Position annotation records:
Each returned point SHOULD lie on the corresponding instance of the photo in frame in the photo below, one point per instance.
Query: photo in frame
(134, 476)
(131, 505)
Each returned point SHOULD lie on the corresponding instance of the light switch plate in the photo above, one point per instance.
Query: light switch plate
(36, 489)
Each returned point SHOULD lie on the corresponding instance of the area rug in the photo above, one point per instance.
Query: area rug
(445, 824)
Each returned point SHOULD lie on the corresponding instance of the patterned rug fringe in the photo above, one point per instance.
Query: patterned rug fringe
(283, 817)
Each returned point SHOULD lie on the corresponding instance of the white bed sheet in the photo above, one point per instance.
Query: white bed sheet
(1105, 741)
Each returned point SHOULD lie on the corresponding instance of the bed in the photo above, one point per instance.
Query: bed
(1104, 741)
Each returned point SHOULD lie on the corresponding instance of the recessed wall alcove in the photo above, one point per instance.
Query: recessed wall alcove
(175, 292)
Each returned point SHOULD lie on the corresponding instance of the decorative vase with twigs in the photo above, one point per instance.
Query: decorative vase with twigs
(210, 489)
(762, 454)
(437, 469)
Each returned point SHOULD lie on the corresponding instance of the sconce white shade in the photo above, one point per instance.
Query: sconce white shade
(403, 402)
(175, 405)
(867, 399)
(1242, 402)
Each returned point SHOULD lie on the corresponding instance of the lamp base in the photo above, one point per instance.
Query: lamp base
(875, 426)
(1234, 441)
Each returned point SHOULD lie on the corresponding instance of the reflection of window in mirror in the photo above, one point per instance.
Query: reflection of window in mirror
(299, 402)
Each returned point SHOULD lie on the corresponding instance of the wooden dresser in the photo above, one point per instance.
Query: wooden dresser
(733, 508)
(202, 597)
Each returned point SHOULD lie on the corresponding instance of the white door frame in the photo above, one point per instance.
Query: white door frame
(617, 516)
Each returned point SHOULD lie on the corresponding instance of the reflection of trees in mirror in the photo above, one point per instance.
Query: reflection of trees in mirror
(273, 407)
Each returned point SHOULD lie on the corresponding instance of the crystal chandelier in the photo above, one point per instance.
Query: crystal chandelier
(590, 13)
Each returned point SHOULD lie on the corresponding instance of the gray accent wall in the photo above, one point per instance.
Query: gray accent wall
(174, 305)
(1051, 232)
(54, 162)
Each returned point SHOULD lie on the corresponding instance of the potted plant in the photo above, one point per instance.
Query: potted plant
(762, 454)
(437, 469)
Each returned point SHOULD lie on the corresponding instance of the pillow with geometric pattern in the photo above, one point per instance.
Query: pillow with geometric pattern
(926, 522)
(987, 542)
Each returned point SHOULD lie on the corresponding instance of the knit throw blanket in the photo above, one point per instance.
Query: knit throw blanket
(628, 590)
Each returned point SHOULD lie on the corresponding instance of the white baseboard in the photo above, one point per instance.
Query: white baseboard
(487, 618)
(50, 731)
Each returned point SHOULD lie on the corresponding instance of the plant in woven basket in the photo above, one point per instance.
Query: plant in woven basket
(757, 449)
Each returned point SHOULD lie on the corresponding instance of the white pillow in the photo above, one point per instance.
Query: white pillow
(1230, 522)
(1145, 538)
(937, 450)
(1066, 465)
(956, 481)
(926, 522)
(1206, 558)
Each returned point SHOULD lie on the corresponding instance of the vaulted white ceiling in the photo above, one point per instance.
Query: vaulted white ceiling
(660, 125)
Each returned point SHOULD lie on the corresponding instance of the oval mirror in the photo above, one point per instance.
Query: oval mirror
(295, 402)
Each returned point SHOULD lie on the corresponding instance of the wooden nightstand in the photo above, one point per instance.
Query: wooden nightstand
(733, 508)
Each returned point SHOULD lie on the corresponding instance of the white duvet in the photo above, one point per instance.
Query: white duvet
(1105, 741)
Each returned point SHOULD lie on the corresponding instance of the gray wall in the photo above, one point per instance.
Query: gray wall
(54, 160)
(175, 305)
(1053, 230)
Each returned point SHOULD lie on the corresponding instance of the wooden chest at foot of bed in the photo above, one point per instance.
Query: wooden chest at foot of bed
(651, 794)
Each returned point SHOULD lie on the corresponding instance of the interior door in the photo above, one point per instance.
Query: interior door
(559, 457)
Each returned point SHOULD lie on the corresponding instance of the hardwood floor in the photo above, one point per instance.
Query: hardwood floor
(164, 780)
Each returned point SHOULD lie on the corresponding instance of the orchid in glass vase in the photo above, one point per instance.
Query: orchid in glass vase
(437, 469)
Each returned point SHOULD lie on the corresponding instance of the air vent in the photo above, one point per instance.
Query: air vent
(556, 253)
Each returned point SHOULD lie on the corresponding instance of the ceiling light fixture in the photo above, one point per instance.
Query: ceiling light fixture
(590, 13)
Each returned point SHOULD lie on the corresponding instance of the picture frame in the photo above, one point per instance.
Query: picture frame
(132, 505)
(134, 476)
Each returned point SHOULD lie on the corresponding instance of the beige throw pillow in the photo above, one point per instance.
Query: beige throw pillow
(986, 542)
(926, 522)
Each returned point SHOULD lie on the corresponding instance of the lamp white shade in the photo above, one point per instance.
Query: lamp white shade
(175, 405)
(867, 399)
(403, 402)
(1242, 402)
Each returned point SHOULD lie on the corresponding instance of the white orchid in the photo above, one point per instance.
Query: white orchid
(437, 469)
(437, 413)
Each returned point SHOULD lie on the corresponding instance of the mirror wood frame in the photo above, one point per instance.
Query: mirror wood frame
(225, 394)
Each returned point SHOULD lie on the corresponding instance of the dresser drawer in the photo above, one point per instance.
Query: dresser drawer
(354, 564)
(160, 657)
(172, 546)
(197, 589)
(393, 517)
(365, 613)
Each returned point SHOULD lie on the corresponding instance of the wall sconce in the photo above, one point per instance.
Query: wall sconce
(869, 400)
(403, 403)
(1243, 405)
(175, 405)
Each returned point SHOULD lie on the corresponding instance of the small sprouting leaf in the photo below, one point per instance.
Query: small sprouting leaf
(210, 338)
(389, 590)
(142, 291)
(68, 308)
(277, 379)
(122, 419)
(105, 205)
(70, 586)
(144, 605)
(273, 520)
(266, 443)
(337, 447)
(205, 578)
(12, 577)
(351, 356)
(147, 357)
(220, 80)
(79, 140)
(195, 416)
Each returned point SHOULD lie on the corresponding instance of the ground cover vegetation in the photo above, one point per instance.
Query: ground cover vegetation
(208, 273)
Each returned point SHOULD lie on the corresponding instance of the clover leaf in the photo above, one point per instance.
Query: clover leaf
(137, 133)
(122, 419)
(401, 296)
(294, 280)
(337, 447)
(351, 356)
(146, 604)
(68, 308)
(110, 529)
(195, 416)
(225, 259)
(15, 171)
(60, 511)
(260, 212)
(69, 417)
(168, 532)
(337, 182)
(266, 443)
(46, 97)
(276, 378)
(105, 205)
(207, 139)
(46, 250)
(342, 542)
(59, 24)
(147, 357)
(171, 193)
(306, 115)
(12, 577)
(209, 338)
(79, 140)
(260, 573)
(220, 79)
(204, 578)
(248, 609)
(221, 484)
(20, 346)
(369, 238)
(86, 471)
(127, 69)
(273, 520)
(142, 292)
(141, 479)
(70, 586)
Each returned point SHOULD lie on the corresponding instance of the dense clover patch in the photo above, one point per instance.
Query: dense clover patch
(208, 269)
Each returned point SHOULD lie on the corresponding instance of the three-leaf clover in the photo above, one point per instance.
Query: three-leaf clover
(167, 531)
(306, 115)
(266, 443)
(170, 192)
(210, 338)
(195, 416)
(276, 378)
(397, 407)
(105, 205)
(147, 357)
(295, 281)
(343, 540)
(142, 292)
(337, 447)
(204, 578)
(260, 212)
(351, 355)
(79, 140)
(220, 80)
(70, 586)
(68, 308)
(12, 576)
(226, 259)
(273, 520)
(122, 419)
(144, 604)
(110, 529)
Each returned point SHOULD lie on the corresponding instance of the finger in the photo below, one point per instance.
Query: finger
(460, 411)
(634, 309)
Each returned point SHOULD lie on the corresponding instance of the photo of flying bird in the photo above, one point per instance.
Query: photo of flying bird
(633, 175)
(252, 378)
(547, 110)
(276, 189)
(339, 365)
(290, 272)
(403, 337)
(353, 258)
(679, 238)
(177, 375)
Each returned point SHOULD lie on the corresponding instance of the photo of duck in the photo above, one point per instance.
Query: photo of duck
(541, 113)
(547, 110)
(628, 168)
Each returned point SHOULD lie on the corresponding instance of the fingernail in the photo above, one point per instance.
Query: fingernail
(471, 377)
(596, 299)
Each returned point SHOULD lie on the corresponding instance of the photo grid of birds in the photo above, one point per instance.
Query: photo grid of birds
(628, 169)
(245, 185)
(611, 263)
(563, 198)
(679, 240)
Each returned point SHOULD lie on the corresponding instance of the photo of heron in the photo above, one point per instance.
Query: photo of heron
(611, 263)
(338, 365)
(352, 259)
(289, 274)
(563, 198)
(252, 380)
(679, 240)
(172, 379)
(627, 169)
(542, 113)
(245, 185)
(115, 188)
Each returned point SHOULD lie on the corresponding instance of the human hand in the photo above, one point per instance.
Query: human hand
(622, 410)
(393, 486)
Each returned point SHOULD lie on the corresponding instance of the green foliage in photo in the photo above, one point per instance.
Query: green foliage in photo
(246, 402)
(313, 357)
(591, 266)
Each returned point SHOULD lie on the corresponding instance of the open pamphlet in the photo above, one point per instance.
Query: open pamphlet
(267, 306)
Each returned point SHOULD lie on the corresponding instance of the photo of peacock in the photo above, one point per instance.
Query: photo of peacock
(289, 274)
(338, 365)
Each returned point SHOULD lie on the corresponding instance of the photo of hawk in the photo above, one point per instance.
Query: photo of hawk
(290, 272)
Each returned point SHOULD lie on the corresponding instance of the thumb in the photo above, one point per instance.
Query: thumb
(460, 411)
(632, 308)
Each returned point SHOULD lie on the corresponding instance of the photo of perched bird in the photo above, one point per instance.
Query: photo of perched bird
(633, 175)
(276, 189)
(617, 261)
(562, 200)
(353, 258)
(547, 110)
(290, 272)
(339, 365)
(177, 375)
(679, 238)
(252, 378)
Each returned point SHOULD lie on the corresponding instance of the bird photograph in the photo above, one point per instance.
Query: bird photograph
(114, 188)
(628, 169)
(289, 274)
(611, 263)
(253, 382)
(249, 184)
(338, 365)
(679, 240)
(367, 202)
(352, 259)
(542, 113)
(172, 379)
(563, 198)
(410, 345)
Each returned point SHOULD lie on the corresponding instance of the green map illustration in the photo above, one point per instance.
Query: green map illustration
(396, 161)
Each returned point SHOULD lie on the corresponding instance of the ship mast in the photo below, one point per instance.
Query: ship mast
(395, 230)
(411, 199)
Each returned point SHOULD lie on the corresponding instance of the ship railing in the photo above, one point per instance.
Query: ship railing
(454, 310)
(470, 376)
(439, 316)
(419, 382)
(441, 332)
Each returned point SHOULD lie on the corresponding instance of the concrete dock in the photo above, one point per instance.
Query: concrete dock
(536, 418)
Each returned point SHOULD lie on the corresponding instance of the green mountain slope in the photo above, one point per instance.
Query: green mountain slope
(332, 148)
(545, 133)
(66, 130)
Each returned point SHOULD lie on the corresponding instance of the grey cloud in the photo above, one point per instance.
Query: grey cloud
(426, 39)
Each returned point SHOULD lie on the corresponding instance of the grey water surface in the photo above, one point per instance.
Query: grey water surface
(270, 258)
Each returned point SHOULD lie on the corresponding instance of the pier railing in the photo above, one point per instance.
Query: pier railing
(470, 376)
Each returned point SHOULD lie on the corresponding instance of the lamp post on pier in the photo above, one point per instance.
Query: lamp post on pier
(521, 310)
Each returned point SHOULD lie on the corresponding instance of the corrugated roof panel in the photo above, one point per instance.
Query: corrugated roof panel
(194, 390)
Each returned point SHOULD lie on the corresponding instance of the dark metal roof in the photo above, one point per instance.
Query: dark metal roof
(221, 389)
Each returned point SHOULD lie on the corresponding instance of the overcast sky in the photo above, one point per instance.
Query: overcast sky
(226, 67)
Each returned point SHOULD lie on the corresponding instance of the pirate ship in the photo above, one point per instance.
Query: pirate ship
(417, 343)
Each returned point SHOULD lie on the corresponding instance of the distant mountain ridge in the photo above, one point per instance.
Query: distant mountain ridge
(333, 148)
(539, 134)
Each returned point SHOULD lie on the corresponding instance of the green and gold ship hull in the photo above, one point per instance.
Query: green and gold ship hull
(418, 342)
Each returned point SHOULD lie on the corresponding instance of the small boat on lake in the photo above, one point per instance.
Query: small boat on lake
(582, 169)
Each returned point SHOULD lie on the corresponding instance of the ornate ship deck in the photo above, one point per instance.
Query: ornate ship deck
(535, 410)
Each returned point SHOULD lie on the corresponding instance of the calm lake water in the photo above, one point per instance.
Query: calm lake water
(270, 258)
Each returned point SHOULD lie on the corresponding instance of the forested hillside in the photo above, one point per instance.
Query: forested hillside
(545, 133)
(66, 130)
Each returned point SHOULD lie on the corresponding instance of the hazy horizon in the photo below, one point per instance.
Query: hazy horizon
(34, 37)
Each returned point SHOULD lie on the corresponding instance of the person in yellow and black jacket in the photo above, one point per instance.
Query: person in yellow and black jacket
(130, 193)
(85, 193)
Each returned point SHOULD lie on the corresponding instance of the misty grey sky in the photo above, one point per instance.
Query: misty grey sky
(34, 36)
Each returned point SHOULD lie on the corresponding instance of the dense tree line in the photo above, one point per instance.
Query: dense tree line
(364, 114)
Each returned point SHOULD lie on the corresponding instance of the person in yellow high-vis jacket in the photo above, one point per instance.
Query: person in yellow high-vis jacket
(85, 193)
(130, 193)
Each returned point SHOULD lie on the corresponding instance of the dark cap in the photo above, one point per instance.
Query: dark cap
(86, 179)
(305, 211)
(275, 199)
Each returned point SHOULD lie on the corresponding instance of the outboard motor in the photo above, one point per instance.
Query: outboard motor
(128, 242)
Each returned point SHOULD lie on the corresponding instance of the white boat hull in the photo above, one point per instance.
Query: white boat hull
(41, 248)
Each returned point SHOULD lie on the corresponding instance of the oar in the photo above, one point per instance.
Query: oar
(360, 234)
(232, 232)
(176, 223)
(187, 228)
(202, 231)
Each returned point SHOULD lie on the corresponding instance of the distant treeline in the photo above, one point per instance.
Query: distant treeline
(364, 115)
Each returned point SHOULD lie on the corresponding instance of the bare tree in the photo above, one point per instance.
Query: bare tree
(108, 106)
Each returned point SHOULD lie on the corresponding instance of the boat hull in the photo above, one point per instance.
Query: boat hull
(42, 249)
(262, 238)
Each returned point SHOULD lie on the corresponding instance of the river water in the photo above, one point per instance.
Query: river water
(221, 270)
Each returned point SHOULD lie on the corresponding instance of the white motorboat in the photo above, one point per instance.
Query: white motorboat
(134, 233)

SET PROBLEM: Starting at the line that contains "instance of the oar", print every line through the end of the listing, word for word. Leave out all the rest.

THE RESULT:
Each returned point SHOULD lie on the corresponding instance of the oar in the photo above, one point per instance.
Query: oar
(360, 234)
(232, 232)
(176, 223)
(187, 228)
(202, 231)
Each returned point SHOULD lie on the corresponding instance of the distant treeline in the photo above, one point per instance.
Query: distant treeline
(364, 115)
Each returned point SHOULD lie on the corresponding instance of the bare tree in the photo above, one point per instance.
Query: bare tree
(108, 106)
Each returned point SHOULD lie on the corresponding instance of the boat hull in the photo above, one point per instance.
Query: boat hull
(42, 249)
(262, 238)
Each returned point SHOULD lie on the corresponding instance of the river water in the photo above, one point per instance.
Query: river water
(221, 270)
Each returned point SHOULD lie on the corresponding instance of the white motorboat in the photo above, one point per instance.
Query: white motorboat
(134, 233)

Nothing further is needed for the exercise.